**What is required:** Please output the listing below character for character and omit the images.

-=-=-=-=-

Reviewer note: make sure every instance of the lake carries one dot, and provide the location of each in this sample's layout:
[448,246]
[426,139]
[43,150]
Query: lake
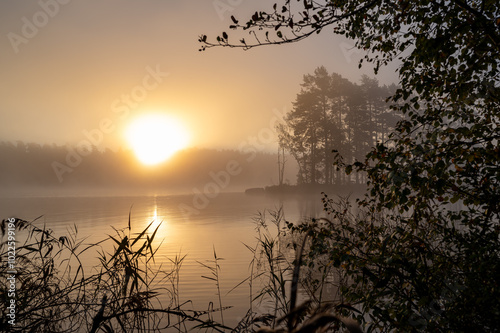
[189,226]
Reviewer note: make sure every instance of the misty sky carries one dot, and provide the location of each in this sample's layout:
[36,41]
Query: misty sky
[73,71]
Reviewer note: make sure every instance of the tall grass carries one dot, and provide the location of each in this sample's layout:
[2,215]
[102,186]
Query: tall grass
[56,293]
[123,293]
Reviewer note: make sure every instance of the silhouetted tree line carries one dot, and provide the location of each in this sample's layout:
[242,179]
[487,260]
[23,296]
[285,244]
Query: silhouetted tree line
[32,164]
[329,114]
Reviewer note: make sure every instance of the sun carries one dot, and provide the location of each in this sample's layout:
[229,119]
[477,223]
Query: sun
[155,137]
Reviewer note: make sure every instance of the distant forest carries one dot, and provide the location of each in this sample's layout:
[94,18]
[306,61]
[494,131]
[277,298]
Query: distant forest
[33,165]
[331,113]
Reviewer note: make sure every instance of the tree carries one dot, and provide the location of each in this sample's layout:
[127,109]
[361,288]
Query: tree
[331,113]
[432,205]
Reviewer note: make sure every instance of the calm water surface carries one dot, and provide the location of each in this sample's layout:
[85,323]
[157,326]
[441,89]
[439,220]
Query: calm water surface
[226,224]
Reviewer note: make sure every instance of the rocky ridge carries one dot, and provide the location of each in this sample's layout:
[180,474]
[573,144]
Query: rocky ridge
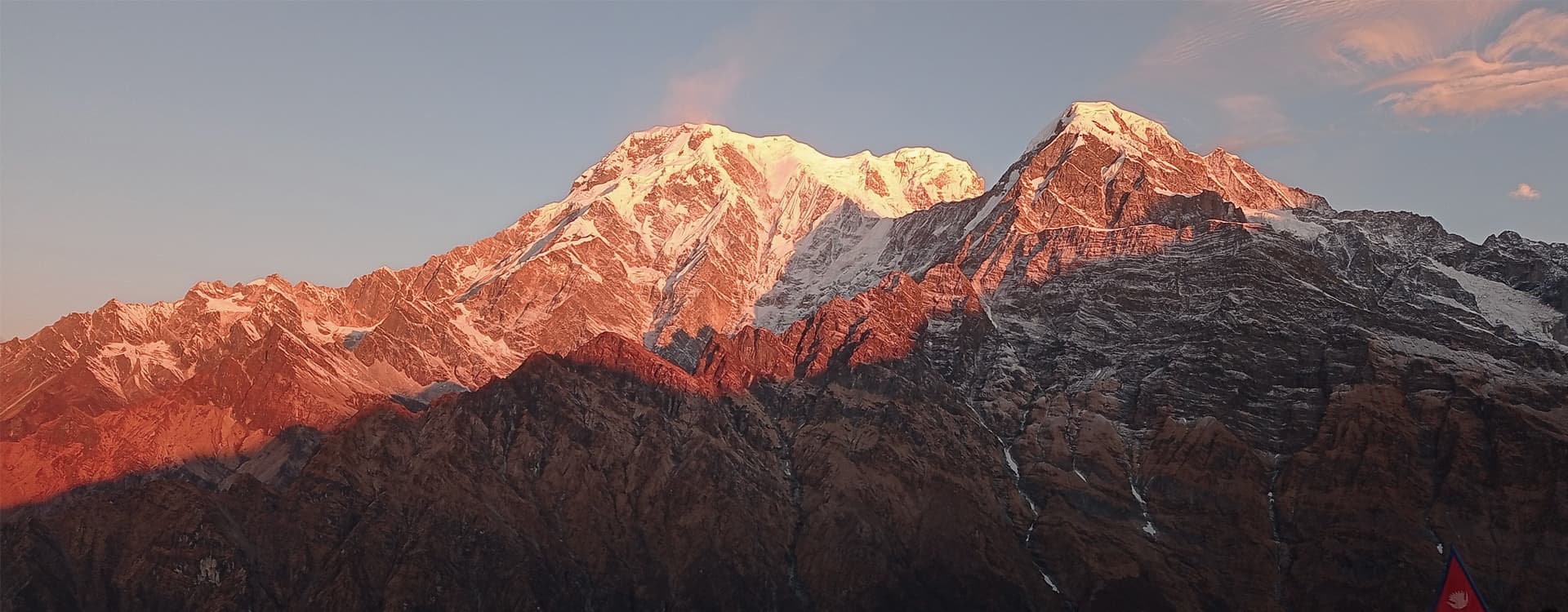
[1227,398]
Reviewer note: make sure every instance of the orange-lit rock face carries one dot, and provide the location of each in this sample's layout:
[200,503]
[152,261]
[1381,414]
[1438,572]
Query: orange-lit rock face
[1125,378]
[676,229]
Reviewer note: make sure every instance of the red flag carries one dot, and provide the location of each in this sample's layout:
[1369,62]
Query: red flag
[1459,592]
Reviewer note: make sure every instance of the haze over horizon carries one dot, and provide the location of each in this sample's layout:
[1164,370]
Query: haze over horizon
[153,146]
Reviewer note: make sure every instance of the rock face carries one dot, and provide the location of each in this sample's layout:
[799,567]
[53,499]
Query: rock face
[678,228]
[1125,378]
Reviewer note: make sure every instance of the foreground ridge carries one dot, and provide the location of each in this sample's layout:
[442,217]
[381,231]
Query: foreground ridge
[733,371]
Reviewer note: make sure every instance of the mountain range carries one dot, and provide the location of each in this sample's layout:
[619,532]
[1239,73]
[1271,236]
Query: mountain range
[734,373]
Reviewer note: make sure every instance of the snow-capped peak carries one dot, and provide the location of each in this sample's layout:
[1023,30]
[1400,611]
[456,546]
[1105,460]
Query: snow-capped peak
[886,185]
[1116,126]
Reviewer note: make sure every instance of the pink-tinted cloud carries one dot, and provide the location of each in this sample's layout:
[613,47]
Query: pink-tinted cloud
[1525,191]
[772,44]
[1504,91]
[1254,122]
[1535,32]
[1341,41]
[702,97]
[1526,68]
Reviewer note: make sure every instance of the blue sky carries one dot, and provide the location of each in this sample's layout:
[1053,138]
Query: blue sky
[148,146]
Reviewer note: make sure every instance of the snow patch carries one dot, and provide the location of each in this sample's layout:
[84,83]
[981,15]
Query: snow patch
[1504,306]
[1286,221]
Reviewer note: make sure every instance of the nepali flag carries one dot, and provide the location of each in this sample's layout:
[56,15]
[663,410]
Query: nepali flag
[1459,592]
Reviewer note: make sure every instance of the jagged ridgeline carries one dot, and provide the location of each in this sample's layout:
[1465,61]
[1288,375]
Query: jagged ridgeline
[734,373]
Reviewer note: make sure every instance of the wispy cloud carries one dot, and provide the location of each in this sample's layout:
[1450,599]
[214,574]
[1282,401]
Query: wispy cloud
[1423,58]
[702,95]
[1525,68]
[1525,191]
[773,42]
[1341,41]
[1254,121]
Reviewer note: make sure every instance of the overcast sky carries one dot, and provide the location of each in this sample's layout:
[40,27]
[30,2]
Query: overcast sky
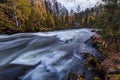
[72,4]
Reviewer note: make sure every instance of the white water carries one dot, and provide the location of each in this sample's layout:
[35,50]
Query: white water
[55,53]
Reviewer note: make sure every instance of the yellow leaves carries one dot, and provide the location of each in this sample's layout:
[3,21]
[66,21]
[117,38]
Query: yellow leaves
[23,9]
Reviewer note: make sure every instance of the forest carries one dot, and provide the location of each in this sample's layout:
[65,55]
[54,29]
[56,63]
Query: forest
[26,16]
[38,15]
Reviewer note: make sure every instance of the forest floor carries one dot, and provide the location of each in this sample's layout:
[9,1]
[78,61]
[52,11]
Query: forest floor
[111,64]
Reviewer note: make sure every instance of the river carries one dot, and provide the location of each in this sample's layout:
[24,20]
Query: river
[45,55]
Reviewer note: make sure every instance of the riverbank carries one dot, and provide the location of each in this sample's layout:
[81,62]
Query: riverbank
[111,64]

-=-=-=-=-

**Exercise result:**
Reviewer note: make sure every instance of the lake carries one dot, and provide the location of each in this sample's layout:
[448,246]
[426,139]
[43,150]
Query: lake
[189,226]
Reviewer note: make sure every instance of the misty sky carries one dot, and provide the location of each in this sample's layout:
[36,41]
Query: misty sky
[73,71]
Reviewer note: make sure every instance of the tall grass carries one dot, and provide the location of each in this sample's layout:
[2,215]
[102,186]
Query: tall grass
[56,293]
[123,293]
Reviewer note: make sure every instance of the silhouetted tree line carries one dot, and provide the location of each in this sample's layout:
[242,179]
[487,260]
[23,296]
[285,244]
Query: silhouetted tree line
[32,164]
[329,114]
Reviewer note: make sure every instance of the sun carries one dot, and provide the location of each in this sample's layout:
[229,119]
[477,223]
Query: sun
[155,137]
Reviewer note: make sure every instance of the distant forest carries one dot, and provide the location of each in this sample's layout:
[94,18]
[306,61]
[494,131]
[277,298]
Query: distant forest
[33,165]
[331,113]
Reviewer note: make sure every instance of the tree carries one dot, and provide the location of each in this sample's layout:
[127,109]
[361,288]
Query: tree
[331,113]
[432,205]
Reviewer note: make sure every instance of the calm water surface carries one dot, and provide the location of each in this sample's layout:
[85,323]
[157,326]
[441,89]
[439,220]
Query: calm water surface
[226,224]
Reviewer note: make sure every instance of the rocky ridge carries one dot, and provide the location of each in this sample's layout:
[180,474]
[573,144]
Query: rocky ridge
[1227,398]
Reviewer note: make sure every instance of the orange-lit rock face carries one dot, and provide the location of each in this sample's layout:
[200,503]
[152,261]
[1381,414]
[1438,572]
Query: orange-lit rock face
[1125,378]
[676,229]
Reviewer note: make sure every instance of the red flag carries one dot, and provide the location of each in this sample's layout:
[1369,62]
Query: red flag
[1459,592]
Reviewer note: make sure every instance of the haze over horizon carries one dot, and provide the location of each in this sample's layout:
[1164,370]
Query: haze over horizon
[153,146]
Reviewer note: make sure every instance of the rock face carries one dot, and provide the location of each in this sample's layout:
[799,567]
[53,499]
Query: rock face
[678,228]
[1125,378]
Reviewer note: make sure every instance of the foreground ridge carries one dot, and provide the location of each in this sample's layout:
[442,217]
[381,231]
Query: foreground ridge
[733,371]
Reviewer note: make sure every instance of the mountain range carries one dot, and provide the location of each in this sample's layout:
[619,532]
[1239,73]
[1271,236]
Query: mountain range
[734,373]
Reviewer note: make sure every instance of the snow-capped peak carries one dot, and provide the location of each in this sample's layout:
[1023,30]
[1400,611]
[456,546]
[1105,460]
Query: snow-capped peak
[886,185]
[1116,126]
Reviewer note: make sure every instance of the pink-tinted cloud carries one dot, and provide the location of each in this sample's layout:
[613,47]
Query: pink-tinted cloud
[1525,191]
[772,44]
[1504,91]
[1254,122]
[1535,32]
[1341,41]
[702,97]
[1526,68]
Reviewer note: make sure every instance of the blue sky carries one dot, and provide the location of each in this sample's layout:
[1053,138]
Query: blue sky
[148,146]
Reviewer note: make sure every instance of the snow patch carries one dot, and provide the location of each in this sample's layout:
[84,83]
[981,15]
Query: snow patch
[1504,306]
[1286,221]
Reviewer note: make sure every instance of the nepali flag carries one dot, and provide the location of each in this sample's layout:
[56,15]
[663,410]
Query: nepali flag
[1459,592]
Reviewer note: make sure every instance of the jagged ridgeline carries one dot, and provide the location of each in this sample's layout:
[1465,61]
[1288,375]
Query: jagged ridgeline
[734,373]
Reviewer note: make sure every instance of the wispy cloud carries one dot, and provide the location of each in this sample's layout:
[1450,599]
[214,574]
[1282,401]
Query: wispy cloud
[1423,58]
[702,95]
[1525,68]
[1525,191]
[773,42]
[1341,41]
[1254,121]
Reviewer note: make sure every instance of the overcast sky carries one dot, and provide the location of each in this sample's layout:
[40,27]
[30,2]
Query: overcast sky
[72,4]
Reviewer note: make sure every instance of the white water carries one dot, and provide the location of each in this sample's layout:
[35,50]
Query: white water
[55,53]
Reviewer note: make sure every instance of the yellow leaves carries one dot, and provide the location of each in this sample's layout:
[3,21]
[66,21]
[117,38]
Query: yellow leaves
[23,9]
Reviewer note: make sure every instance of the forest carries one dot, and provide the location of each in this sample's layout:
[65,55]
[54,29]
[56,63]
Query: forest
[26,16]
[38,15]
Reviewer note: make sure every instance of the forest floor carries one dot, and provide the location of each in this sample's layout:
[9,1]
[78,61]
[52,11]
Query: forest floor
[111,64]
Reviewer note: make sure every instance of the river carries one dot, and provide the location of each in this sample's layout:
[24,20]
Query: river
[45,55]
Reviewer note: make sure every instance of the riverbank carries one dot, and provide the location of each in this sample's layout:
[81,62]
Query: riverbank
[111,64]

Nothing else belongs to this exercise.